*Request*.
Copy every line of the data, requests included, from its start through the line holding "708,138,800,212", inclusive. Multiply each box coordinate in the answers by 1.65 and round to whole numbers, halves up, but leave the numbers in the requests and their format samples as they are.
-- BEGIN Data in this exercise --
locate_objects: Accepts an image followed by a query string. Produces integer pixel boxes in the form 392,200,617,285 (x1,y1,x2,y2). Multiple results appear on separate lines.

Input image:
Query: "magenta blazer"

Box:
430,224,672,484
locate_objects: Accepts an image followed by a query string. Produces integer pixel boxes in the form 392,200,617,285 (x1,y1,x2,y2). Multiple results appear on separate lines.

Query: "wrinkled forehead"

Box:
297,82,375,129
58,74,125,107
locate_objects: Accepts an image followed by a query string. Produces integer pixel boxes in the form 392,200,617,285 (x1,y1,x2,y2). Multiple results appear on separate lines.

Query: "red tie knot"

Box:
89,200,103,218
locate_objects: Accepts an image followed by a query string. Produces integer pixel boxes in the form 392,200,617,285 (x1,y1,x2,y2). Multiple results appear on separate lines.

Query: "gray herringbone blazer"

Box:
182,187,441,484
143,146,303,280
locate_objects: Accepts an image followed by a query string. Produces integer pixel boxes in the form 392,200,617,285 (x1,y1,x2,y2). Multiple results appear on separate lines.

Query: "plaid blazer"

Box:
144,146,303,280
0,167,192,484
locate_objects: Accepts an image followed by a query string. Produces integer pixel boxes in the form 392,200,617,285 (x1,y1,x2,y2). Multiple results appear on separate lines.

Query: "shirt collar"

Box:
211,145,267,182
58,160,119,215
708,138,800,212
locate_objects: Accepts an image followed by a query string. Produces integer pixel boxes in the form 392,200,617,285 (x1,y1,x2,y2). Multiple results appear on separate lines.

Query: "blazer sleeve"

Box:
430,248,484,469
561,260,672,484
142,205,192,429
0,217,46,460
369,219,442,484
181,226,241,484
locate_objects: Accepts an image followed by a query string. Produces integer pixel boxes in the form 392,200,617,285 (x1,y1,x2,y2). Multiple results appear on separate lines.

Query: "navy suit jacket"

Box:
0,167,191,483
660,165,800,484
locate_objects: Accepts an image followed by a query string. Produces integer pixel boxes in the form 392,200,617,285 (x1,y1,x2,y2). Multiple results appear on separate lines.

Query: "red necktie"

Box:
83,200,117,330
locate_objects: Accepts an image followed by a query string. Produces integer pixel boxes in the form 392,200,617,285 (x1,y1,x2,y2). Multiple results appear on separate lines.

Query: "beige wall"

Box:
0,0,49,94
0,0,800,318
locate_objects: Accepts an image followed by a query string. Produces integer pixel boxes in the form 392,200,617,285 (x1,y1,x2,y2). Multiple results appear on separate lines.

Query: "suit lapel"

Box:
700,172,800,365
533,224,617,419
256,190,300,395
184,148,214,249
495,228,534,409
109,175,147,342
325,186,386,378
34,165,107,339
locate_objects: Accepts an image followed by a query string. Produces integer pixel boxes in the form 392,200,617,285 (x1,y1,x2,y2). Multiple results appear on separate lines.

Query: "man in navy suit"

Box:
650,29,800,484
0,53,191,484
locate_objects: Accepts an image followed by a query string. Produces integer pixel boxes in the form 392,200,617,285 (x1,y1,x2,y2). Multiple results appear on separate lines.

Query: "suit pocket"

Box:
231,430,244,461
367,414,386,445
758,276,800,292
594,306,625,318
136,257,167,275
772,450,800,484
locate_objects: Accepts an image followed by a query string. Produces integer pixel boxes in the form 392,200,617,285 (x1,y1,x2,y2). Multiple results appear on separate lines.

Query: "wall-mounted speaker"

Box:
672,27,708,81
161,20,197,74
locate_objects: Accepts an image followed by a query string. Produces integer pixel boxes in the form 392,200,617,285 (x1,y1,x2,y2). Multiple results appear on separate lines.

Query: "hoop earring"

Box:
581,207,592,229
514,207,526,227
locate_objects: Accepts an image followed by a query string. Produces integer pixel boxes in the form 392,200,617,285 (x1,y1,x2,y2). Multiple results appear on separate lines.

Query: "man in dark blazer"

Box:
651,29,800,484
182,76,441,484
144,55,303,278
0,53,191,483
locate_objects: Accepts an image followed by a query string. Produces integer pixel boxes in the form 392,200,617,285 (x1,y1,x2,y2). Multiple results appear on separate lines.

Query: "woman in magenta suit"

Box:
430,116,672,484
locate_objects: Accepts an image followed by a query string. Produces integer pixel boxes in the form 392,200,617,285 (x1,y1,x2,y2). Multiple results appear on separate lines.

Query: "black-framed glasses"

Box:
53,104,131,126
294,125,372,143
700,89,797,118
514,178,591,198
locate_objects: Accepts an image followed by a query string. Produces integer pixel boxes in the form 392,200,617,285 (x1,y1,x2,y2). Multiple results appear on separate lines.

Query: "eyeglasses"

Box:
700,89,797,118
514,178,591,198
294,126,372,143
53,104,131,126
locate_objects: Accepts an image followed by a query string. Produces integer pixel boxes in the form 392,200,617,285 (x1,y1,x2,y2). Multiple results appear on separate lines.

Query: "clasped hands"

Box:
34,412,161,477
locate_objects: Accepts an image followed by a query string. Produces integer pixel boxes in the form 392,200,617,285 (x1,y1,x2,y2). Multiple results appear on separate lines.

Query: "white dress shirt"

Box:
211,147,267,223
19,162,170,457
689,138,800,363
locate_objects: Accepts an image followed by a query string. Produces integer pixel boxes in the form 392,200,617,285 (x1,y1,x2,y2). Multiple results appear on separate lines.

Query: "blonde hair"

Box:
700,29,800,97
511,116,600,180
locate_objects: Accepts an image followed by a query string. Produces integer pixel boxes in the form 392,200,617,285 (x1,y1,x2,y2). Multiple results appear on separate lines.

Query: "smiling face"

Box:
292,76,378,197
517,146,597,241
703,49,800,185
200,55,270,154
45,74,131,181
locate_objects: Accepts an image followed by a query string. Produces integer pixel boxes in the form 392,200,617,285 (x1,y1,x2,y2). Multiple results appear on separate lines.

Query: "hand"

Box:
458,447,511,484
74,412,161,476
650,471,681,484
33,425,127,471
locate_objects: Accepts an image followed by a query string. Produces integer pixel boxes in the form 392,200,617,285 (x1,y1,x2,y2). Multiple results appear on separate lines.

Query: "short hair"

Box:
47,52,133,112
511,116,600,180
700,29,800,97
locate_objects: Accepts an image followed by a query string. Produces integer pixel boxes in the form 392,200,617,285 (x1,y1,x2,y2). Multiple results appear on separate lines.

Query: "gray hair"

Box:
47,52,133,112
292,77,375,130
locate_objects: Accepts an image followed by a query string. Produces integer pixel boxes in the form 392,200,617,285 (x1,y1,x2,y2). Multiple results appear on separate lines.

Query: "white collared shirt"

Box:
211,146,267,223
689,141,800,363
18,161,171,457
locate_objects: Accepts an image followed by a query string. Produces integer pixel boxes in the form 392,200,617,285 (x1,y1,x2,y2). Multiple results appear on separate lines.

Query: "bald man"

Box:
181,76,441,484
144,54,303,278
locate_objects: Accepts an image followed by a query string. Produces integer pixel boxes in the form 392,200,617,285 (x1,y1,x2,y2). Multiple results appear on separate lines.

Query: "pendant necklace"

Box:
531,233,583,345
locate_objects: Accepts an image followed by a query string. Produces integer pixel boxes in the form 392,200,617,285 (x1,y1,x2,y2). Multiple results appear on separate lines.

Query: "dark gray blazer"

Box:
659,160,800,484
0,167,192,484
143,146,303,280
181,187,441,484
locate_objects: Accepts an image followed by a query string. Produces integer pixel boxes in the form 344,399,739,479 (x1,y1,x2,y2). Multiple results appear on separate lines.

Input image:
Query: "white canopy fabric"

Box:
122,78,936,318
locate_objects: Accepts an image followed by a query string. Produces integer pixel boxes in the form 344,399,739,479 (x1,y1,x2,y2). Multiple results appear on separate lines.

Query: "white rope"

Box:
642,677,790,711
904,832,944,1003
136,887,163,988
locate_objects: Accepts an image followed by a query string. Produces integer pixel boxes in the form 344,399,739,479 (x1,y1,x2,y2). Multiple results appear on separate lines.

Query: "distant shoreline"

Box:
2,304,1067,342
-- END Data in this exercise --
*The result*.
locate_objects: Accepts an image followed by a query string. Produces integer pixel boxes in the form 392,200,617,285 (x1,y1,x2,y2). Multiple results appear on separate lines.

Input image:
Query: "magenta blazer"

Box:
710,370,1109,799
locate_objects: Accepts an image followed by a query string. Produces integer pixel boxes in the form 392,200,617,285 (x1,y1,x2,y2). Multiple results appear on separate lines.

Query: "wrinkled forehead"

Box:
490,135,619,213
96,122,206,177
locate_objects: Accepts an image followed by a query string. Produces integer pixel boxes in the form 392,200,617,285 (x1,y1,x2,y2). Multiple results appear on separate lines.

Query: "red tie knot"

Box:
147,330,170,360
locate_objects: Accepts an image followed by a query string. Produces integer pixel boxes in the form 392,200,617,285 (x1,y1,x2,y2). Multiple results appear on separate lines.

Query: "gray herringbone blazer"

Box:
300,309,728,799
236,241,500,462
locate_objects: Accepts an image followed by a query string. Produces integer pixel boxes in the form 392,200,617,285 (x1,y1,x2,y2). Multiple results appear on separate lines.

Query: "plaid blazer"

Box:
238,241,500,462
0,276,317,799
locate_objects: Accepts an image followed by a query string. Produces integer pixel boxes in the form 392,200,617,285 (x1,y1,x2,y2). Multiple results appear on separate lines.

Query: "shirt collar"

Box:
348,239,441,300
96,264,196,355
1168,228,1320,350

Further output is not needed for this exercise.